Supplied passage section start
Brief summary: Until the publication of this paper, recovering receptive fields of auditory neurons has been largely limited to descriptions with a single component or dimension. In this paper, the goal was not only to find multicomponent receptive fields in the auditory system, but to do so for high-level auditory neurons recorded from regions field L and the caudal mesopallium (CM) of the zebra finch. Reconstructing the receptive fields of high-level sensory neurons is exceptionally challenging since they require structured stimuli to elicit a response. The finite time length of experiments makes drawing stimuli from uncorrelated noise distributions impractical and therefore stimuli are drawn from correlated statistical distributions. Unfortunately, these correlations can lead to poor sampling of the stimulus space and cause second-order dimensionality reduction techniques that are used to recover multicomponent receptive fields to overfit.

To address these challenges, a new dimensionality reduction technique called the low-rank maximum noise entropy (MNE) method was developed and was shown to be capable of recovering multicomponent receptive fields of high-level auditory neurons. The multicomponent receptive fields were recovered with statistical significance relative to single component methods as measured via the predictive power evaluated on the cross-validation sets. This was particularly notable because other standard dimensionality reduction techniques failed to improve over the single component model casting doubt on the significance of the multicomponent receptive fields these other approaches recovered. Finally, in constrast to neurons recorded from low-level vision regions, the population of auditory neurons from field L and CM were found to be overwhelmingly better described by logical AND operations instead of logical OR operations suggesting a potential difference in how information is processed in auditory systems vs. visual systems (or high-level vs. low-level sensory processes).

Citation: Joel T. Kaardal, Frédéric E. Theunissen, and Tatyana O. Sharpee. A low-rank method for characterizing high-level neural computations. Frontiers in Computational Neuroscience, 11:68, 2017.
Supplied passage section end
Records supplied section start
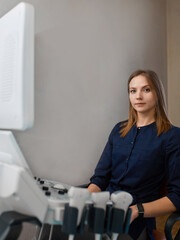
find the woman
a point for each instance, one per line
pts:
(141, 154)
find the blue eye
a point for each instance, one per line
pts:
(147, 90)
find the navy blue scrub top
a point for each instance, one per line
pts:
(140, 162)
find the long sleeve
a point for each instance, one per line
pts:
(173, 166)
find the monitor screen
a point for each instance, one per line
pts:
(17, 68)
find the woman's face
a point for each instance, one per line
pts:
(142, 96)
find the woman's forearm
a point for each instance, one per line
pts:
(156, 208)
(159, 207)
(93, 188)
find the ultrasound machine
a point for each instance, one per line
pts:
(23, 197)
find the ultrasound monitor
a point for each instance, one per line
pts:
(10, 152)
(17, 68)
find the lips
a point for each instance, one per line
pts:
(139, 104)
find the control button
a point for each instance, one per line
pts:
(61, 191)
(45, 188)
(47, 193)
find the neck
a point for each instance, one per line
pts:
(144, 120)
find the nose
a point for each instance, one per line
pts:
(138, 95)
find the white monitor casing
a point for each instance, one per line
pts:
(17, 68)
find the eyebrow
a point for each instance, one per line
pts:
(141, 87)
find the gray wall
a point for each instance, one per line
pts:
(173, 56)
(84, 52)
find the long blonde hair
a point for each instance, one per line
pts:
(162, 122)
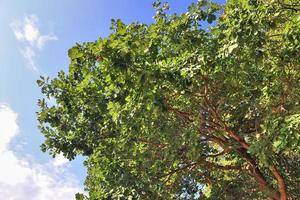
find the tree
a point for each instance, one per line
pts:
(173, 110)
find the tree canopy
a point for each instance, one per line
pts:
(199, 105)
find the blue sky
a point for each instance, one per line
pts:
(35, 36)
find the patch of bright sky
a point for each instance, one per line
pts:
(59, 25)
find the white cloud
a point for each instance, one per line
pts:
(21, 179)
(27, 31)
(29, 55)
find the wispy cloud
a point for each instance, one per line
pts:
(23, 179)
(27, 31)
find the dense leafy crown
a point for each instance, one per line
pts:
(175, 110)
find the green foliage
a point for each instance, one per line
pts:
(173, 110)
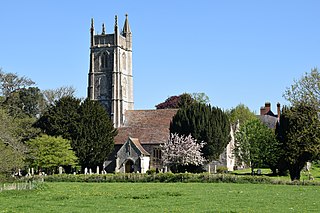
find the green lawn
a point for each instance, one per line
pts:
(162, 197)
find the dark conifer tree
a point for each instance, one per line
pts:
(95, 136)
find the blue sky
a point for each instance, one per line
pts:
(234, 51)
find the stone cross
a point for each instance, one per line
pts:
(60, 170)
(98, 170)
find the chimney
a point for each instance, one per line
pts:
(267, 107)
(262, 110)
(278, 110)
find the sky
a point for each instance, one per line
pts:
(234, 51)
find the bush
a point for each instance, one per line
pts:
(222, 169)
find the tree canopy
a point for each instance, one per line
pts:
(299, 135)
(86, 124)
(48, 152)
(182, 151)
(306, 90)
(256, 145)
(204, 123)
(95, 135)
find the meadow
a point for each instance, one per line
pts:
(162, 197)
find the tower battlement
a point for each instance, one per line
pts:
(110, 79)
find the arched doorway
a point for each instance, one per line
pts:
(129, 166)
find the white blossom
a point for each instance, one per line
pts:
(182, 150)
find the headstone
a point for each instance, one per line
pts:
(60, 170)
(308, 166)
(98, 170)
Records supplied section end
Records supplied section start
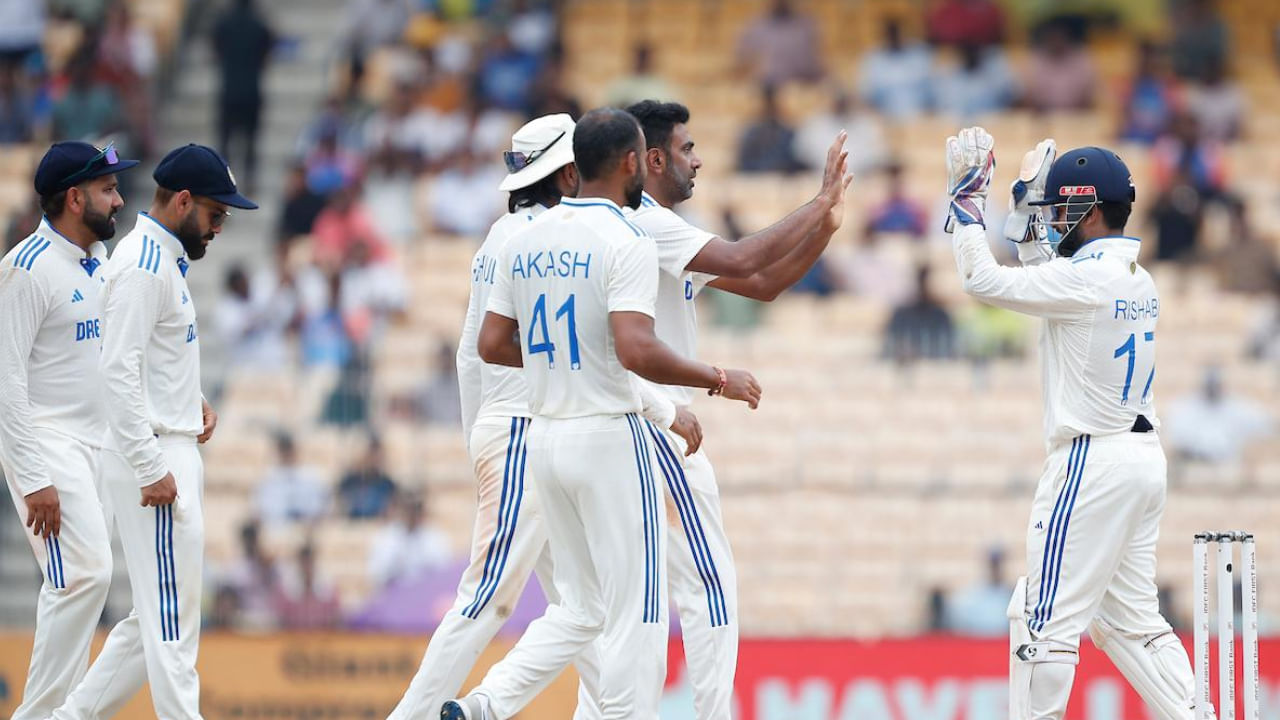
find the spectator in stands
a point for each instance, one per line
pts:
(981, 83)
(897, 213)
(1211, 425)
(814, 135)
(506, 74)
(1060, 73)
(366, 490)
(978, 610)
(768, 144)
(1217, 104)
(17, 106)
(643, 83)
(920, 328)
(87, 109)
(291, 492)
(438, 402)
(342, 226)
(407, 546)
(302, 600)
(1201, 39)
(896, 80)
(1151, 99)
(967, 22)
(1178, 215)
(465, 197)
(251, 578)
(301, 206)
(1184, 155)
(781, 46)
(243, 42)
Records supplied section end
_Required action A_: According to the low-rank MNE summary, which kind of logical operation better described the population of auditory neurons from field L and CM?
_Required action B_: Continue the low-rank MNE summary from the point where it ends.
The entries have nothing to do with the low-rank MNE summary.

_Answer A_: Logical AND operations, rather than logical OR operations.

_Answer B_:
Identifying Functional Bases for Multidimensional Neural Computations. [full text]

Brief summary: While dimensionality reduction techniques provide insight into the subspace of stimulus space relevant to a neural response, the recovery of receptive fields alone yields an incomplete description of the underlying functional neural circuitry. Here, the functional neural circuitry is defined as the input-output functions that describe neural computations rather than physiological connectivity. A functional basis was proposed that gives an interpretable view of the neural computation by finding linear combinations of the components of the receptive field that capture the functional inputs of a neural computation. As an intuitive example, suppose a vision neuron elicits a spike when presented with either the color blue or purple in a red-green-blue stimulus space. A dimensionality reduction technique may then recover a receptive field with the two orthogonal components red and blue (and reject green since it is irrelevant to the neural response). A functional basis, on the other hand, identifies that the neuron is responsive specifically to blue and purple inputs.

This paper focuses on two particular hypotheses for the input-output function; namely the Boolean operations, logical OR and logical AND. After several demonstrations of using Boolean operations to recover receptive fields of synthetic neurons, Boolean operations are used to identify the functional inputs to individual retinal ganglion cells (RGCs). The results showed that logical OR was the overwhelmingly favored description of the neural computations performed by RGCs. Furthermore, it was found that, despite the modulation apparent in the receptive field components, that the functional basis components were Gaussians in distinct but overlapping positions in stimulus space. These Gaussian components beared a resemblance to bipolar cell receptive fields which are known to have simple Gaussian receptive fields.

Citation: Joel Kaardal, Jeffrey D. Fitzgerald, Michael J. Berry, and Tatyana O. Sharpee. Identifying functional bases for multidimensional neural computations Neural computation, 25(7):1870-1890, 2013.